— START OF Source —
He argues that this would require extraordinary coordination and significant resources” is a cloaked way of saying the government itself would have to invest millions of US Dollars to build and staff a regional air traffic control center, to include multiple radar locations, to keep aircraft safely separated in the airspace in and around the Punta Cana, Bavaro, and La Romana airspace.

September 30, 2021 8:38 pm

This is politics, not by government but by whoever will lose out if a second airport is built.
It will not be complex to manage flights. It’s not Heathrow for goodness sake. How many flights per day do they expect.
Corruption in DR.

Paul Tierney
October 1, 2021 11:03 am
Reply to  Martin

Of course, there are politics involved. However, international air regulatory agencies such as the ICAO, IATA, and the FAA set flight, airport, and air traffic control operational and safety standards to be achieved by countries and their airports to allow air traffic into their areas.. If the standards are not met, the agencies have the ability to advise governments and their agencies to deny route license for air carriers to enter international airspace and/or airports. The politics of this is, if airlines and countries are reluctant to follow advice, the agencies can occasion problems that may painfully affect the economies of the airports and countries.
— END OF Source —
— START OF Dataset content —
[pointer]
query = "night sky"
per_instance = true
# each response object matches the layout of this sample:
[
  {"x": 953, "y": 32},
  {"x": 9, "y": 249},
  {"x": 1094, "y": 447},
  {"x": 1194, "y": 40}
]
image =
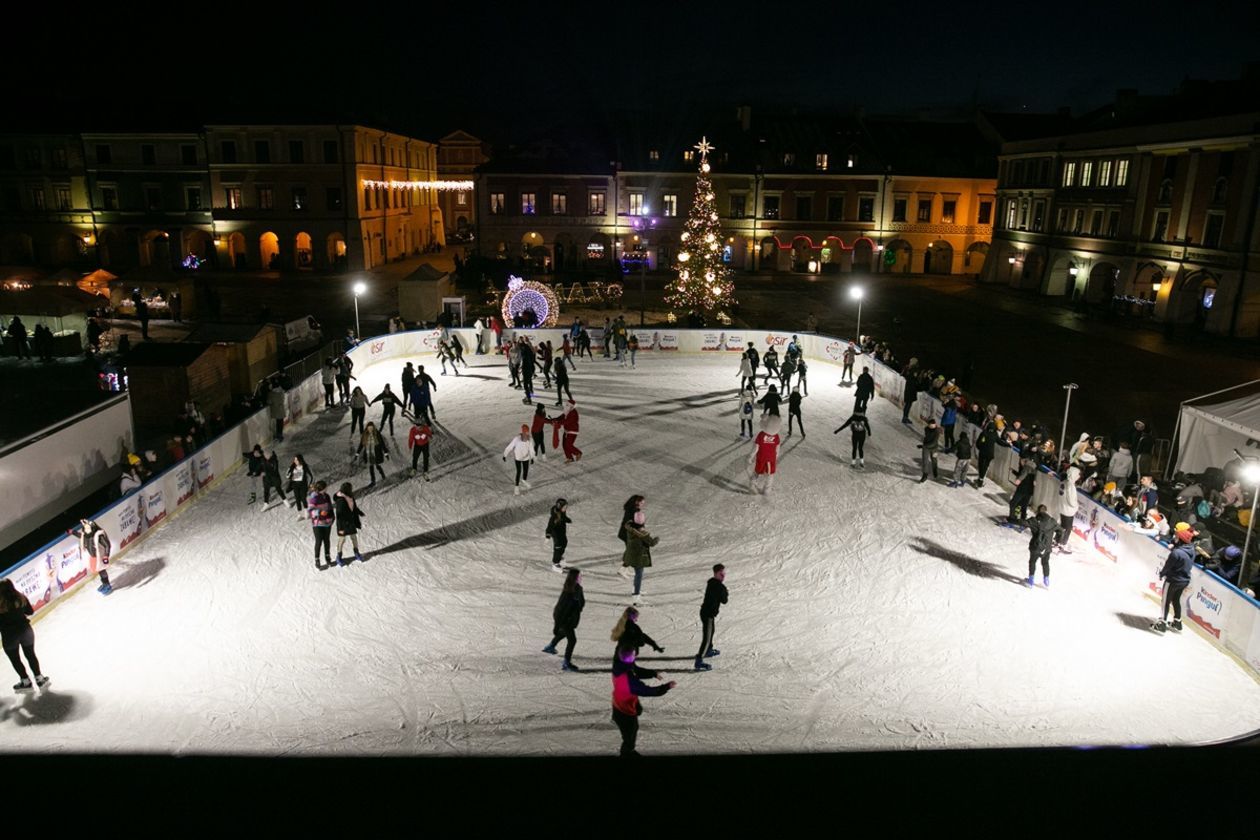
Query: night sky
[{"x": 510, "y": 71}]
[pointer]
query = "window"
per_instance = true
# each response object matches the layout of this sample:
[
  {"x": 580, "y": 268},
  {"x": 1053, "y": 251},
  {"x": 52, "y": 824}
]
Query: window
[{"x": 1212, "y": 231}]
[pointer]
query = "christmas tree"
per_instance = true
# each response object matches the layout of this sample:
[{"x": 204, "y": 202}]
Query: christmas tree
[{"x": 702, "y": 282}]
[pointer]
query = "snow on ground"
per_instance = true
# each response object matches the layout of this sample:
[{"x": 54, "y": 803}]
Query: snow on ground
[{"x": 867, "y": 611}]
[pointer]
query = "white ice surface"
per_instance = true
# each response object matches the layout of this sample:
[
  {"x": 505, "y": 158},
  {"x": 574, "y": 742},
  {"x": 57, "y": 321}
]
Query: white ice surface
[{"x": 846, "y": 629}]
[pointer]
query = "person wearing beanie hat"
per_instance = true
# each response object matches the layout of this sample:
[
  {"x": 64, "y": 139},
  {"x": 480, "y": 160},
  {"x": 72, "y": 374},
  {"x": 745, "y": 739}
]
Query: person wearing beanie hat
[{"x": 522, "y": 451}]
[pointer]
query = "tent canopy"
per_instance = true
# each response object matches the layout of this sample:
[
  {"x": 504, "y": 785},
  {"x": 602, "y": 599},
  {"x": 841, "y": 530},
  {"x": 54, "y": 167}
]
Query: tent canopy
[{"x": 1210, "y": 433}]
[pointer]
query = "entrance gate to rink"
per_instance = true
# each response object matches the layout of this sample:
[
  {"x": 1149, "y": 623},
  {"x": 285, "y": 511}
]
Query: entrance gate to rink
[{"x": 1224, "y": 613}]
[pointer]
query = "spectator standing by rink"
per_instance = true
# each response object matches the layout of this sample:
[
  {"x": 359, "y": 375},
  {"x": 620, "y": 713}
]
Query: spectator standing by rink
[
  {"x": 1043, "y": 534},
  {"x": 715, "y": 596},
  {"x": 566, "y": 616},
  {"x": 15, "y": 631},
  {"x": 349, "y": 520},
  {"x": 319, "y": 509},
  {"x": 628, "y": 686}
]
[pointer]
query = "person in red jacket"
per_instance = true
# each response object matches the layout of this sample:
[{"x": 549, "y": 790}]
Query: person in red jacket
— END OF Dataset content —
Exercises
- A) Name every international air regulatory agency mentioned in the comment thread about a second airport.
- B) Continue the comment thread about a second airport from the point where the text ends.

Solved problems
- A) ICAO, IATA, FAA

- B)
IATA is an agency having good advice and influence.

Leroy Jones
December 16, 2021 6:14 pm

I understand that the reason this new airport is being considered is because PUJ is privately owned and the owners are not wanting to make investments in the terminals to make them more efficient and/or user-friendly. Simple things like air conditioning in the terminals and faster processing. Instead, they want to sell “VIP” service to make people already paying hundreds of dollars in airport taxes pay even more if they don’t want to wait in line for hours both on arrival and departure. While I agree with statements regarding concerns over air traffic, something needs to be done to improve the current infrastructure as well…beyond making people pay more for special services. Competition breeds benefits for all parties.